Para os crimes de violência contra os menores, que o arcebispo polonês teria cometido na República Dominicana, deve-se aplicar o Código Penal Zanardelli de 1889, que o Vaticano acolheu no seu ordenamento e ainda está em vigor.
Pode-se bem imaginar que esse código não previa os crimes de pedofilia como o entendemos hoje. No entanto, no caso de Wesolowski, podem-se aplicar os artigos 335 e 372, que sancionam a "corrupção mediante atos de libido" (pena prevista de até 30 meses de reclusão) e as "lesões pessoais graves", impondo penas que podem variar de um a cinco anos, dependendo da gravidade.
Nas lesões pessoais graves, também estão incluídos os danos psicológicos. Somando todas as penas previstas, Wesolowski corre o risco de pegar até nove anos de prisão.
Quanto tempo durará o processo?
As investigações, já concluídas, duraram mais de oito meses: foram coordenadas pelo promotor de justiça Milano e conduzidas pela Gendarmeria Vaticana, sob a responsabilidade do comandante, Domenico Giani.

» **Parte de um arquivo de dados**:
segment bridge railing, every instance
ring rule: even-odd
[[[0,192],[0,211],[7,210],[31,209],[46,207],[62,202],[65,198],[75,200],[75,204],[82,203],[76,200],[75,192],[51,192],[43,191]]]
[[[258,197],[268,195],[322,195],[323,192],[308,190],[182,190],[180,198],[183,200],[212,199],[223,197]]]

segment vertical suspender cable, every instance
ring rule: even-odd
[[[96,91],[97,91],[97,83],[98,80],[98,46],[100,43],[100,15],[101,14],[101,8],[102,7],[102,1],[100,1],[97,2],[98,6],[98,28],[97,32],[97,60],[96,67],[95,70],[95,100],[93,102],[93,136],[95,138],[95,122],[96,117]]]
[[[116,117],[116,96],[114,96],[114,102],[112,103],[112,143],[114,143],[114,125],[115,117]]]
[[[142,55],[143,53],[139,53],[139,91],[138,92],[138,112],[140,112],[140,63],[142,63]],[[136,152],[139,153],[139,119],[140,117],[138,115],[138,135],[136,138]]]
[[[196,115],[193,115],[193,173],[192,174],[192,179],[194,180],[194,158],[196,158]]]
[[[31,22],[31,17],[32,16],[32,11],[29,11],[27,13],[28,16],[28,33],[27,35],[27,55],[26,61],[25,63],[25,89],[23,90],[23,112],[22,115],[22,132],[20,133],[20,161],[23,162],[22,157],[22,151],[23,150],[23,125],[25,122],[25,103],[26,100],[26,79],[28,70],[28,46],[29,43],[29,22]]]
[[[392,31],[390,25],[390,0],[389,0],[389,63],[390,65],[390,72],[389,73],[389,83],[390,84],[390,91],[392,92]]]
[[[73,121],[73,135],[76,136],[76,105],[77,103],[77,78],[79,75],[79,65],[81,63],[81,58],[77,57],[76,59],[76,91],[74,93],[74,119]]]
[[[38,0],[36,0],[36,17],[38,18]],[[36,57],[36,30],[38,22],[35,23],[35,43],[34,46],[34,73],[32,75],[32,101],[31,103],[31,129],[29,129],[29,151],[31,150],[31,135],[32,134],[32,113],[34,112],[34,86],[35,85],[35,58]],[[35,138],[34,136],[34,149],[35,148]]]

» **O que fazer**:
Dê continuidade ao texto sobre o processo contra Wesolowski no Vaticano, começando logo após a última frase apresentada.

» **Resposta do exercício**:
Os investigadores vaticanos adquiriram da Congregação para a Doutrina da Fé o material probatório que tinha chegado da República Dominicana. No entanto, uma vez que o processo será realizado de acordo com as normas do Código de Processo Penal Finocchiaro de abril de 1913, modernizado com a lei IX de 2013, a fase de julgamento será muito importante.
Serão fundamentais as provas que serão levadas perante o tribunal. Não é de se excluir que a defesa peça uma avaliação psiquiátrica para o arcebispo, enquanto a acusação poderia trazer testemunhas ao tribunal.
A magistratura dominicana forneceu documentos e verbais com os relatos das vítimas, mas o Vaticano poderia apresentar um pedido de rogatória para trazer outras provas e testemunhos: começando pelo diácono Francisco Javier Occi Reyes, ex-colaborador do núncio e agora seu grande acusador.
Preso pela polícia dominicana, o diácono teria revelado que foi ele que aproximou as crianças pobres para levá-las ao arcebispo. Por essa razão, também poderia ser solicitada uma rogatória para a República Dominicana.
A primeira audiência do processo, no dia 11 de julho, certamente será pública, mas é muito provável que, em relação aos crimes contra menores, a defesa peça que as audiências posteriores sejam realizadas a portas fechadas.
O processo entrará na sua fase principal em setembro e outubro. Prevê-se que, para chegar à sentença, será preciso ao menos um ano. Se condenado, Wesolowski terá o direito de recorrer.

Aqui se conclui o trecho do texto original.